● **Try it**:
Copy the passage of the Covid-19 vaccine text between "Before applying for" and "to the FDA.", inclusive, changing "patients" to "volunteers".

Each week, OMRF President Dr. Stephen Prescott opens “Adam’s Journal” to answer a medical question from OMRF Senior Vice President and General Counsel Adam Cohen.
Adam’s Journal
We were all excited last week by the good news about Pfizer’s Covid-19 vaccine. But what does that news really mean about when we can all expect to start getting vaccinated?
Dr. Prescott Prescribes
Pfizer and BioNTech are two of the companies jointly developing a vaccine for the virus technically known as SARS-CoV-2, and they announced that preliminary data from clinical trials shows the vaccine is more than 90% effective.
In other words, in more than nine out of 10 research subjects who were vaccinated, the experimental vaccine seems to have protected them from the virus. The companies also indicated that the vaccine showed no significant side effects.
Especially with cases surging in Oklahoma and around the country, this is fantastic development. But don’t take your mask off quite yet.
Before applying for FDA approval, the companies need further results from the trials, which involve over 40,000 patients. Specifically – and this may sound odd – more trial participants must develop Covid-19, so researchers can ensure the current results (people who got placebo shots are getting sick, but those received experimental vaccines aren’t) will hold true in the general population.
Given the preliminary numbers, I expect we’ll have this data within weeks. At that point, the companies can move forward with an emergency application to the FDA.
As with Covid-19 diagnostic tests and treatments, the FDA will review vaccine applications in an expedited process. Given the vaccine’s apparently clean safety profile and that the FDA will require only 50% effectiveness, I’d look for approval before the year is out.
On this timetable, small groups of people (frontline healthcare and nursing home workers, for instance) could be vaccinated in 2020. But given the huge demand, it will probably be mid-2021 before vaccine manufacturing and distribution efforts ramp up sufficiently to allow most of us to get our shots.
This is all wonderful news, and we can anticipate additional promising reports for other experimental vaccines soon, especially Moderna’s, which uses similar technology.
In the meantime, stay vigilant. Now is precisely the time to do all the simple things – masks, physical distancing, hand hygiene – to remain safe until a vaccine arrives.

Region pointing data:
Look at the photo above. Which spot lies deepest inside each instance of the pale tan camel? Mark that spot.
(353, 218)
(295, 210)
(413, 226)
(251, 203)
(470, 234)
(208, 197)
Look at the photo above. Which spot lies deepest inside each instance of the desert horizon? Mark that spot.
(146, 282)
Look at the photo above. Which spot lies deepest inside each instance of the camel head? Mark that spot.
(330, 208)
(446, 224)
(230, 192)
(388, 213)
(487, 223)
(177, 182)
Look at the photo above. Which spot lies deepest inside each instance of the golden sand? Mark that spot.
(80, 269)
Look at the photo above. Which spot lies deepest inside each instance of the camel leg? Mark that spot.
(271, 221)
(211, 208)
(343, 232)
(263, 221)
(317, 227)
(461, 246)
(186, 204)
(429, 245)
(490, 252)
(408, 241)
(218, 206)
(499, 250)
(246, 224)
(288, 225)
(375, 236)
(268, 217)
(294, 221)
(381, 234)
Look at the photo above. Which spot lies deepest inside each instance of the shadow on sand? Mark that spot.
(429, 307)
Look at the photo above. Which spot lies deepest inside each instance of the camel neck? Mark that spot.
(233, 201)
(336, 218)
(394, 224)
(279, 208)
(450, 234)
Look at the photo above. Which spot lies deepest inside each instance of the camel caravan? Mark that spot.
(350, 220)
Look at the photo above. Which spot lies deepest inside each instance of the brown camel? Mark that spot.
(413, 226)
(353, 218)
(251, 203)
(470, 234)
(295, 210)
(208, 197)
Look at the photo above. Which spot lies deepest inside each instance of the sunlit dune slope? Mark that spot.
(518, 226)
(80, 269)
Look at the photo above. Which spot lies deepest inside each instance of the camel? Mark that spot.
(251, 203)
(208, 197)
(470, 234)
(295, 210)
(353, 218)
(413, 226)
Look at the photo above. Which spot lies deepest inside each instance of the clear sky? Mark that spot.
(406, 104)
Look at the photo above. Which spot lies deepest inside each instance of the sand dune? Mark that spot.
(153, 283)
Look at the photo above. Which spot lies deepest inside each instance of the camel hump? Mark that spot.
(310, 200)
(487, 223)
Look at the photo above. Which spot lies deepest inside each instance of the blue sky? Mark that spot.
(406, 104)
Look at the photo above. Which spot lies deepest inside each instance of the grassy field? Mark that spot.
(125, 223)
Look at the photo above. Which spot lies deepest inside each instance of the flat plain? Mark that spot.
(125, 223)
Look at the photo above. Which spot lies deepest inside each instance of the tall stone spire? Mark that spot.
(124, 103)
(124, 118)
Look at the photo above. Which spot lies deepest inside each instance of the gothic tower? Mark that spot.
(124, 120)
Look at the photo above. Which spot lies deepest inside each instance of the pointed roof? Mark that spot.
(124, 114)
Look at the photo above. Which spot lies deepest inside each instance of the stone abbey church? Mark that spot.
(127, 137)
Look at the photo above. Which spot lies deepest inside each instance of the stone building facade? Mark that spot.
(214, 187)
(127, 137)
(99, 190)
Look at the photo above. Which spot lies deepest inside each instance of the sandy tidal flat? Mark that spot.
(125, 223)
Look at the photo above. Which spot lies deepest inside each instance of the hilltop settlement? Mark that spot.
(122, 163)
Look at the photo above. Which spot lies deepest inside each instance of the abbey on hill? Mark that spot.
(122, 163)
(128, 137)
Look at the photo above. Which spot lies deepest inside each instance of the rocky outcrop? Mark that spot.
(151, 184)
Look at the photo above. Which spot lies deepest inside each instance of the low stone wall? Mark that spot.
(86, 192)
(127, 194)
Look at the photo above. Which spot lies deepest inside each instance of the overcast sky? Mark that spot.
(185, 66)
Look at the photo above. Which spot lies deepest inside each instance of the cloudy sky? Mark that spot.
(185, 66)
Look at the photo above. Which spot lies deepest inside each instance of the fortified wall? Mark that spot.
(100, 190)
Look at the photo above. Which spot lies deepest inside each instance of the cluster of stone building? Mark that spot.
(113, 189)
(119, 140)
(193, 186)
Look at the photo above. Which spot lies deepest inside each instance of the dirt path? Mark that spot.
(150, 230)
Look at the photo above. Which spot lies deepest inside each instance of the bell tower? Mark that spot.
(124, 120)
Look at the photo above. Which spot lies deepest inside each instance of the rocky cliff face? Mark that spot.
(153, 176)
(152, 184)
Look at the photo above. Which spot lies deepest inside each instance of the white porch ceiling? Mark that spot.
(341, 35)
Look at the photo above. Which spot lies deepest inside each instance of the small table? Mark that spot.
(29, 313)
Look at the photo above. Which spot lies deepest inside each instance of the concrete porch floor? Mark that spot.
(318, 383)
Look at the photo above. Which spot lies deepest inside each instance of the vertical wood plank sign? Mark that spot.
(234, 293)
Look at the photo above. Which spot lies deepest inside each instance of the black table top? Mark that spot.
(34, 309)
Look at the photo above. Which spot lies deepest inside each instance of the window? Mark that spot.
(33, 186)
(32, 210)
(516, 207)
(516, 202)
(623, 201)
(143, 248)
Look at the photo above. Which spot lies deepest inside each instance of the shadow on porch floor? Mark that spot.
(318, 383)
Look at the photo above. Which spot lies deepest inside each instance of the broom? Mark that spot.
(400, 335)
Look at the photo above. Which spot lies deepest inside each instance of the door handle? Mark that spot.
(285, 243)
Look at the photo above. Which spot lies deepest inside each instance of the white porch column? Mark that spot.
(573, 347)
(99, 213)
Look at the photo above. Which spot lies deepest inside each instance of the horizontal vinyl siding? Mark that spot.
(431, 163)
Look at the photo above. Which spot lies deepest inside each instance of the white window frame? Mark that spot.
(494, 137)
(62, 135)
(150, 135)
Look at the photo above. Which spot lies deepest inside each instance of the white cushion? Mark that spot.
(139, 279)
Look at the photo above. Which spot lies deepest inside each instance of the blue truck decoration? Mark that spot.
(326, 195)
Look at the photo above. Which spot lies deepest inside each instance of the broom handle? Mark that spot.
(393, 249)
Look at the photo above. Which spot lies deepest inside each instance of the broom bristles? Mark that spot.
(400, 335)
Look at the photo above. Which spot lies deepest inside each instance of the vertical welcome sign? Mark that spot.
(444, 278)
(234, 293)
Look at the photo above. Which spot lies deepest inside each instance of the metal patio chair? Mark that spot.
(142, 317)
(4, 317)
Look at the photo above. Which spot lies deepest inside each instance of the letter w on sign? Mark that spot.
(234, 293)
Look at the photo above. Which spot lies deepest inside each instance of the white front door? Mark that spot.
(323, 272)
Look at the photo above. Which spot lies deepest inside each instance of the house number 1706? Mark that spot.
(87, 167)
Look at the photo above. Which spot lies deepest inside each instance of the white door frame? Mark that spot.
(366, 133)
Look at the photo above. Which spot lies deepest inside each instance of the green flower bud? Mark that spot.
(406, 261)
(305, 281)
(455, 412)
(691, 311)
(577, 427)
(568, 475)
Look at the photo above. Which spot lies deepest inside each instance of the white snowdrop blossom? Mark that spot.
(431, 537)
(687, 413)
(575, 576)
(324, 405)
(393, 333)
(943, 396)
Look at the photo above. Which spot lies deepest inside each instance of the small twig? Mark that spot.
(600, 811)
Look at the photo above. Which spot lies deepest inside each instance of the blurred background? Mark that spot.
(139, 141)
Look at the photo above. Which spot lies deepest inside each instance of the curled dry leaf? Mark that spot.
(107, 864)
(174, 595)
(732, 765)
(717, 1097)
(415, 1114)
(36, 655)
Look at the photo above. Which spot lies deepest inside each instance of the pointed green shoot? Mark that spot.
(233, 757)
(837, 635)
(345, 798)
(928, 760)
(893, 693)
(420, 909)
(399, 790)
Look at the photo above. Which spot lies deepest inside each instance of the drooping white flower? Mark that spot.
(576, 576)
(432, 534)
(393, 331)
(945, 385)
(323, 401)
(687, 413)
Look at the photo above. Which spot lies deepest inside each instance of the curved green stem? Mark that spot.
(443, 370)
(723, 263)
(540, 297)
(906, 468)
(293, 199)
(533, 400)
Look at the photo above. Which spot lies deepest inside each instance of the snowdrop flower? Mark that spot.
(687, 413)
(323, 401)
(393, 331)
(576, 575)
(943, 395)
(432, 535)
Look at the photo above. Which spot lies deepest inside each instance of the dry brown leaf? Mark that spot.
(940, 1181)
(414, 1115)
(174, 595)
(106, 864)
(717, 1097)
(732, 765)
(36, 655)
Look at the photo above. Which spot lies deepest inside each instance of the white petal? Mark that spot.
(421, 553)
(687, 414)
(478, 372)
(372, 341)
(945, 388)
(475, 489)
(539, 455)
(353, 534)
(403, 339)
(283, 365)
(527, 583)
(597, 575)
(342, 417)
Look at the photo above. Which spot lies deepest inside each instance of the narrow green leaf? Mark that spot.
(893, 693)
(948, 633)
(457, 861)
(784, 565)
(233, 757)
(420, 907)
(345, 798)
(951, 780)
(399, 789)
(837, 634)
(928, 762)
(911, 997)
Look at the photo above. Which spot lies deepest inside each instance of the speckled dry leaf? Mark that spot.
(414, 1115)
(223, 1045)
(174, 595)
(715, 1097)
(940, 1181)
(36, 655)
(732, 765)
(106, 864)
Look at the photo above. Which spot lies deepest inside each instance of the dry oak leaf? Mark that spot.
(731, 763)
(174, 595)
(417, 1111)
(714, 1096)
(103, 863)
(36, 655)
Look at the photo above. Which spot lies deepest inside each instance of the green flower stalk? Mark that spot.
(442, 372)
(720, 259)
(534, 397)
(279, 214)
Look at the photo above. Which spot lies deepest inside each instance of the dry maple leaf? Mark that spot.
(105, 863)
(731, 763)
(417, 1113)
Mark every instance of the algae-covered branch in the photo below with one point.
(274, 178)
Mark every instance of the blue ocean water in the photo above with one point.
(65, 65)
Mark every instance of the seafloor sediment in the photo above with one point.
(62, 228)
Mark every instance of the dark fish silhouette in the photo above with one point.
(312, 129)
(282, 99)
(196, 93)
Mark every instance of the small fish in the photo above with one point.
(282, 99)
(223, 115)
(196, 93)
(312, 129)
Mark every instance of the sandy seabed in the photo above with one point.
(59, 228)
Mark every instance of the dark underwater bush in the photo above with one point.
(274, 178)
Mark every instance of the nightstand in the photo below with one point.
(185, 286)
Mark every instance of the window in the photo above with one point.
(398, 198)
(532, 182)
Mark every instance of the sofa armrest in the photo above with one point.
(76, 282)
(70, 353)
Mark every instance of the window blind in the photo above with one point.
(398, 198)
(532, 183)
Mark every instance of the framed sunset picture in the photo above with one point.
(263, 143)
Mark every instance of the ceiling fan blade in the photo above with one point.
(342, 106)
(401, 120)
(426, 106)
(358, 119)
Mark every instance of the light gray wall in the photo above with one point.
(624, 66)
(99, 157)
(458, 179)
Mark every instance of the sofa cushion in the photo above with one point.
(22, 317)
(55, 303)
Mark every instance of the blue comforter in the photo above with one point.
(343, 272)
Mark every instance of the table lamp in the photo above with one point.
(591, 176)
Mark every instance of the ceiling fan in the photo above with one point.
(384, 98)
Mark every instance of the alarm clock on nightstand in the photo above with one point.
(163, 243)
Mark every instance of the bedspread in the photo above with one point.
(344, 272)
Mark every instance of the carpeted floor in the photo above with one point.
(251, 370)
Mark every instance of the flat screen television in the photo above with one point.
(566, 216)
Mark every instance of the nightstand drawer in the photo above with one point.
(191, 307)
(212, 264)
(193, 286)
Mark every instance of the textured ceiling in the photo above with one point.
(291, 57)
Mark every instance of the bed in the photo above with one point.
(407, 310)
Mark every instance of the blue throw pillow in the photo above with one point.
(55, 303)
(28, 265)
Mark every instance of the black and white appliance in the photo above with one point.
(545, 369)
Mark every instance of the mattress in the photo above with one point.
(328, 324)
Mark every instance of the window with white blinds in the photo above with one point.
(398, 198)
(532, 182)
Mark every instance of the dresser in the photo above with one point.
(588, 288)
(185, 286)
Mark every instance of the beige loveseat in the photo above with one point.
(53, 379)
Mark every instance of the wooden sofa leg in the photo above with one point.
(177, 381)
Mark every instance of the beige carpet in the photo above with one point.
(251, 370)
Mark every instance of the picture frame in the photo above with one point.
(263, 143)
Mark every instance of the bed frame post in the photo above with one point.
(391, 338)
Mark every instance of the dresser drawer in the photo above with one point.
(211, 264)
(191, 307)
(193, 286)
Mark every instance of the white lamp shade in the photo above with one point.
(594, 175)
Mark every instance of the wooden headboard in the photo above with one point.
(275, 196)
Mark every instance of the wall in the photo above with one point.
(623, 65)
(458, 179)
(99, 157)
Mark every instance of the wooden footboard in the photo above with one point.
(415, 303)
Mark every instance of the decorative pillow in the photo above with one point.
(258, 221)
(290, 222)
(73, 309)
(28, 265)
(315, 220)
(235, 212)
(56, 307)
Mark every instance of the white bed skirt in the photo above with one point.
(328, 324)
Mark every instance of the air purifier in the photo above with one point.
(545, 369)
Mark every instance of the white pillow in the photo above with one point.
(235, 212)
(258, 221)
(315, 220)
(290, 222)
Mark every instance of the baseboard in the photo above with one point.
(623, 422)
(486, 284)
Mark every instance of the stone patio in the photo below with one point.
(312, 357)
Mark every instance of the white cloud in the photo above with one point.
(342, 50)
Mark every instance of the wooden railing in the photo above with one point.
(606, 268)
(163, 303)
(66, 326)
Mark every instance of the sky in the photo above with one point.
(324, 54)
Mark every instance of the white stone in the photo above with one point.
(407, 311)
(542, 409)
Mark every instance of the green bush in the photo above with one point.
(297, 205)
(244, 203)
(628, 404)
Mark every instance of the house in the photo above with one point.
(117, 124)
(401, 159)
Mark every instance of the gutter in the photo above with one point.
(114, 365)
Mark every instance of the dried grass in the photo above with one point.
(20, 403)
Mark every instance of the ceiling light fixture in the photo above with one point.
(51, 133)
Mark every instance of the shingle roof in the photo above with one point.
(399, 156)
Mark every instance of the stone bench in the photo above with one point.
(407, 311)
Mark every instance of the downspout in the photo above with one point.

● **The completed task**:
Before applying for FDA approval, the companies need further results from the trials, which involve over 40,000 volunteers. Specifically – and this may sound odd – more trial participants must develop Covid-19, so researchers can ensure the current results (people who got placebo shots are getting sick, but those received experimental vaccines aren’t) will hold true in the general population.
Given the preliminary numbers, I expect we’ll have this data within weeks. At that point, the companies can move forward with an emergency application to the FDA.